[Given text Boundary: Start]

2

I am trying to scrape some data from yahoo finance. Usually I have no problem doing this. Today however, I have run into a problem trying to pull a certain container. What might be the reason this is giving me such a difficult time?

I have tried many combos of xpaths. Selector gadget for some reason can not pick up the xpath. I have posted some attempts and the url below.

The green aea is what I am trying to bring into my console.

enter image description here

library(tidyverse)
library(rvest)
library(httr)

read_html("https://ca.finance.yahoo.com/quote/SPY/holdings?p=SPY") %>% html_nodes(xpath = '//*[@id="Col1-0-Holdings-Proxy"]/section/div[1]/div[1]') 

{xml_nodeset (0)}

#When I search for all tables using the following function.
read_html("https://finance.yahoo.com/quote/xlk/holdings?p=xlk") %>% html_nodes("table") %>% .[1] %>% html_table(fill = T)

I get the table at the bottom of the page. Trying different numbers in the [] leads to errors.

What am I doing wrong? This seems like such an easy scrape. Thanks a bunch for your help.

Jordan Wrong
  • 1,205
  • 1
  • 12
  • 32

1 Answers1

2

Your data doesn't reside within an actual html table.

You could use the following css selectors currently - though a lot of the page looks dynamic and I suspect attributes and classes will change in future. I tried to keep a little more generic to compensate but you should definitely seek to make this even more generic if possible.

[Given text Boundary: End]

* [Instructions]
• 1. In the Yahoo Finance scraping thread, what does the search for all tables return?
• 2. Continue the Yahoo Finance scraping thread from its final sentence.

[Extracted records Boundary: Start]

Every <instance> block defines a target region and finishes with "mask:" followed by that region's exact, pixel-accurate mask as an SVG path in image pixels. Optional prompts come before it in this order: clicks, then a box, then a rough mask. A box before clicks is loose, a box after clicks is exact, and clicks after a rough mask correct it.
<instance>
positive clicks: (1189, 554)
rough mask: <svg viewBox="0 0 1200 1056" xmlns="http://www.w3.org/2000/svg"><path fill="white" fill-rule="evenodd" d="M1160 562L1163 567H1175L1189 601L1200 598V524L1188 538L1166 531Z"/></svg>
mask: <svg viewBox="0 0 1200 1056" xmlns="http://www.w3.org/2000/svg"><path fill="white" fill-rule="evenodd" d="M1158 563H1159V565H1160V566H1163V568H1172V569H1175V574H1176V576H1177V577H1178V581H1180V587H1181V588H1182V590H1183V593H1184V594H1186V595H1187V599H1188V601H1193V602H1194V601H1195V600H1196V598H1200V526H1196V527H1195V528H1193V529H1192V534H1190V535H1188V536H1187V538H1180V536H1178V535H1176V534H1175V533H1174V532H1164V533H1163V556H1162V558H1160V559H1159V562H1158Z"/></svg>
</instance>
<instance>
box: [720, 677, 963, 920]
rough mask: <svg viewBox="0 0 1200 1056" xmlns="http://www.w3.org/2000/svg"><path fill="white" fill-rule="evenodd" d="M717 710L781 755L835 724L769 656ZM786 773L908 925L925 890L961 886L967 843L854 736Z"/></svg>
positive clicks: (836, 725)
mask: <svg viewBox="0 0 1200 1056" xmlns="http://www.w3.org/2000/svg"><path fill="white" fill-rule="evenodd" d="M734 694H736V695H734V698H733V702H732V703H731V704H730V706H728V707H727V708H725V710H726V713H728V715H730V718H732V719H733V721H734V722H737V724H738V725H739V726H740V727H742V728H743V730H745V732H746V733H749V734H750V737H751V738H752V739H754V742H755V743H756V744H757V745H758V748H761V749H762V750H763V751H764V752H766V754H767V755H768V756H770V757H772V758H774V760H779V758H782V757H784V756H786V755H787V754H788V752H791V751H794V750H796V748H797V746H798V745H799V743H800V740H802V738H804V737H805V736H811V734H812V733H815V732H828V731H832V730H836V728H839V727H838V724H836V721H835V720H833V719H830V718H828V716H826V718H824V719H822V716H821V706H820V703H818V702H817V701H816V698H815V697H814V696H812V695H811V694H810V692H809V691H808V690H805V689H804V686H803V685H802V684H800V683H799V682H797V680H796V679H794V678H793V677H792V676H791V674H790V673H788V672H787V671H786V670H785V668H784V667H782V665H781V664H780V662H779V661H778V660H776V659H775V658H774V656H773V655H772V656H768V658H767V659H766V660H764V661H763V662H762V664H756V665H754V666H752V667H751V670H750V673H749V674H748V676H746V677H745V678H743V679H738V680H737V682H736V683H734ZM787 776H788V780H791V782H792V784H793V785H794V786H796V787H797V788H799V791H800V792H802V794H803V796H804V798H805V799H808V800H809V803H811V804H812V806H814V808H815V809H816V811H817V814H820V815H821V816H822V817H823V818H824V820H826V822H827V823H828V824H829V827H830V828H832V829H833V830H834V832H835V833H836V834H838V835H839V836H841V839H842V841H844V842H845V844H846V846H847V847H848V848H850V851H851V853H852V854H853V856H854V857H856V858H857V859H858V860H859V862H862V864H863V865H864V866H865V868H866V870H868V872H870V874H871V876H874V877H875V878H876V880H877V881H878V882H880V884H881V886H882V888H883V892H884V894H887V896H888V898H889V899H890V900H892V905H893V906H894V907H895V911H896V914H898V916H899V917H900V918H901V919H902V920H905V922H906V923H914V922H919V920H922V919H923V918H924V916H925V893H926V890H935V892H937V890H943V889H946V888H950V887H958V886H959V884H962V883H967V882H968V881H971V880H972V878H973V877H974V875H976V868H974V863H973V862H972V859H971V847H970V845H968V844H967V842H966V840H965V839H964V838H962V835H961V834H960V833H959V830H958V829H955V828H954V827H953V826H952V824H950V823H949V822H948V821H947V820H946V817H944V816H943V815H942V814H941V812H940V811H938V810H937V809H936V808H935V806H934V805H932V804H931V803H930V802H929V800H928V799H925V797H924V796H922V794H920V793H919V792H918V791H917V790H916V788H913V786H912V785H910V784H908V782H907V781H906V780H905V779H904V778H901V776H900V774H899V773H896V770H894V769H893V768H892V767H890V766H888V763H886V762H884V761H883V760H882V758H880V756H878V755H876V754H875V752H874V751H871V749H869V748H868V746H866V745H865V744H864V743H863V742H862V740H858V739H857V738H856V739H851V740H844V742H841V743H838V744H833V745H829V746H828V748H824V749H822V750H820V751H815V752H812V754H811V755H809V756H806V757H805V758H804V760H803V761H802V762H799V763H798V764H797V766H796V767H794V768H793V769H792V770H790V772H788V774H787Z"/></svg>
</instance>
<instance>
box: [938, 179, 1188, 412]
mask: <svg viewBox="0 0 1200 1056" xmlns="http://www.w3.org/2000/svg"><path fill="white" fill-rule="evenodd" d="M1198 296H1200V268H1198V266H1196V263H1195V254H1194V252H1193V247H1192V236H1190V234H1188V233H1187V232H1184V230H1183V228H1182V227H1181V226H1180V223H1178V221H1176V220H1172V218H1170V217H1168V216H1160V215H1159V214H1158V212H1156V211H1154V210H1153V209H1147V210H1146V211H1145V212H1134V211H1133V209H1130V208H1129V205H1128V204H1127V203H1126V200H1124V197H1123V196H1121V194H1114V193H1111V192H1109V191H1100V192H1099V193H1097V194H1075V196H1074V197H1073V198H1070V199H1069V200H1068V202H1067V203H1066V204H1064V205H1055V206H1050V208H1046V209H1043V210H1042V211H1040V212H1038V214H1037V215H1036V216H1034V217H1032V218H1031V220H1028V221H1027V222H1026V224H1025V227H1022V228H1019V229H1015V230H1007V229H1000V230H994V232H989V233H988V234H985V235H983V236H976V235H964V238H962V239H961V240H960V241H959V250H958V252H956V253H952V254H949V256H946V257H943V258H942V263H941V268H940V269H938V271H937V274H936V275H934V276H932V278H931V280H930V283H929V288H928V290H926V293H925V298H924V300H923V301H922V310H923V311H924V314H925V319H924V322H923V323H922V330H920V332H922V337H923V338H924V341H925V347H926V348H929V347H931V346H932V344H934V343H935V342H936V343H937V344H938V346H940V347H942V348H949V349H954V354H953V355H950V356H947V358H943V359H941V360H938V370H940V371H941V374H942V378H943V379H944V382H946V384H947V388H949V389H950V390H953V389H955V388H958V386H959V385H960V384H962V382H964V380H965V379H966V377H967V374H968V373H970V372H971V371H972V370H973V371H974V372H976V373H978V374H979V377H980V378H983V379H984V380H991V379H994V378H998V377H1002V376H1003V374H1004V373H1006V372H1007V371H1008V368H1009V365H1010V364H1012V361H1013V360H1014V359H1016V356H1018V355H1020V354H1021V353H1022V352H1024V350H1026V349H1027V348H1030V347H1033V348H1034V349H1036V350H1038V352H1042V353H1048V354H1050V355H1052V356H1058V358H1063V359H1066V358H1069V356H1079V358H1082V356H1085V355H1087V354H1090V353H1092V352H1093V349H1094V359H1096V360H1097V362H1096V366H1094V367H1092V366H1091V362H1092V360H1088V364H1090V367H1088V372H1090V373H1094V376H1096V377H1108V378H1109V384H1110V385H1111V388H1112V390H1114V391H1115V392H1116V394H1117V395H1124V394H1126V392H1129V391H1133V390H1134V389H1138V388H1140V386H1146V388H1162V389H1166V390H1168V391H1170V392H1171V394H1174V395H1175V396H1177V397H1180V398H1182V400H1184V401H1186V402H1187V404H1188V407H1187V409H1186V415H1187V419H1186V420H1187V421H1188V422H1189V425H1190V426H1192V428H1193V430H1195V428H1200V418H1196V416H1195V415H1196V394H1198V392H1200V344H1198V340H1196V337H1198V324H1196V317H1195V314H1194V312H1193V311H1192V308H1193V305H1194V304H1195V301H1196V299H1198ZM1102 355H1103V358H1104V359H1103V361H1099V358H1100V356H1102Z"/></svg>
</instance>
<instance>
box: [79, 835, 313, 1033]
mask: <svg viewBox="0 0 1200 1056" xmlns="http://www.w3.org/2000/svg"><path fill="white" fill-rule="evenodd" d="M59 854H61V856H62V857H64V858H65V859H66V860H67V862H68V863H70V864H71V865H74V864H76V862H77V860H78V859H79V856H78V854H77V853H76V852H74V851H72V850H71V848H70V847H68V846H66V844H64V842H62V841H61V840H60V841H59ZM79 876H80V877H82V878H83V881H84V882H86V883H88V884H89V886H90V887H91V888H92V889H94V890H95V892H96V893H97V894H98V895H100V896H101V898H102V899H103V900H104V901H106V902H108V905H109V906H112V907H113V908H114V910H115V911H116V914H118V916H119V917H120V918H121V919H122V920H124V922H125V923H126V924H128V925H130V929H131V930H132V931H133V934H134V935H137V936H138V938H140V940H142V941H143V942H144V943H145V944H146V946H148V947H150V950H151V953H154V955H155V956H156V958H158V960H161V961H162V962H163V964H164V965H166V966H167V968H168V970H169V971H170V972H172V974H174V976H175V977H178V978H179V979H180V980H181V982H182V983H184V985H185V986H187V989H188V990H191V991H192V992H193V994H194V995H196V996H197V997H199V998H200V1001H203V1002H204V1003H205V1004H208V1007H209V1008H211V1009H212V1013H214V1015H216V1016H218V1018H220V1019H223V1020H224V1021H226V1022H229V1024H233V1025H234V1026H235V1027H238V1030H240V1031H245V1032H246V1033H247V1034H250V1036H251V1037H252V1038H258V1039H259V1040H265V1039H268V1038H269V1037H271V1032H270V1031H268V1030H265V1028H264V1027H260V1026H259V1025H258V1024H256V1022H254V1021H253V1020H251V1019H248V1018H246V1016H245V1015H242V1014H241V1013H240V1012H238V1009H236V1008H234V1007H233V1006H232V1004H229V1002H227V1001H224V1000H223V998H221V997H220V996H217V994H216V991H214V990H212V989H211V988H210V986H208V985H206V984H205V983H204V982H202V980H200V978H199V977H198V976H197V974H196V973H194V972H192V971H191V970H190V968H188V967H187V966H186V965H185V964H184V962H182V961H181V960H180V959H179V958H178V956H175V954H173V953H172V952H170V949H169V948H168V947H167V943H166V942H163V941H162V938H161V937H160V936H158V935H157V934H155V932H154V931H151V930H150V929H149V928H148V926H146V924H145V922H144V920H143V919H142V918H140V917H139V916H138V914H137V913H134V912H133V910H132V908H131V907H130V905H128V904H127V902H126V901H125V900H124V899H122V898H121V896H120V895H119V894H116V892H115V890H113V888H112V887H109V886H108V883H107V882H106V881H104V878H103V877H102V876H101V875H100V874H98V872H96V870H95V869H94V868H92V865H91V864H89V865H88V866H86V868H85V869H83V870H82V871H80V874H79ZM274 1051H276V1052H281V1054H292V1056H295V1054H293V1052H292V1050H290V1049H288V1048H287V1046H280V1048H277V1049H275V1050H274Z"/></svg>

[Extracted records Boundary: End]

* [Task answers]
• 1. It returns the table at the bottom of the page.

• 2.
I use css selectors throughout for the flexibility and specificity gained. The [] denote attribute selectors, the . denotes class selector, * is the contains operator specifiying that the left hand side attribute's value contains the right hand side string e.g. with [class*=screenerBorderGray] this means the class attribute contains the stringscreenerBorderGray.

The " " ,">" , "+" between selectors are called combinators and are used to specify relationships between nodes matched by consecutive parts of the selector sequence.

I generate a left column list of nodes and a right column list of nodes (ignoring the chart col in between). I then join these into a final dataframe.


R

library(rvest)
library(magrittr)

pg <- read_html('https://finance.yahoo.com/quote/xlk/holdings?p=xlk&guccounter=1')

lhs <- pg %>% 
  html_nodes('[id*=Holdings] section > .Fl\\(start\\) [class*=screenerBorderGray] > span:nth-child(1)') %>% 
  html_text()

rhs <- pg %>% 
  html_nodes('[id*=Holdings] section > .Fl\\(start\\) [class*=screenerBorderGray] span + span:last-child') %>% 
  html_text()

df <- data.frame(lhs,rhs) %>% set_names(., c('Title','value'))
df <- df[-c(3),] 
rownames(df) <- NULL
print(df)

enter image description here


Py

import requests
import pandas as pd
from bs4 import BeautifulSoup as bs

r = requests.get('https://finance.yahoo.com/quote/xlk/holdings?p=xlk&guccounter=1')
soup = bs(r.content, 'lxml')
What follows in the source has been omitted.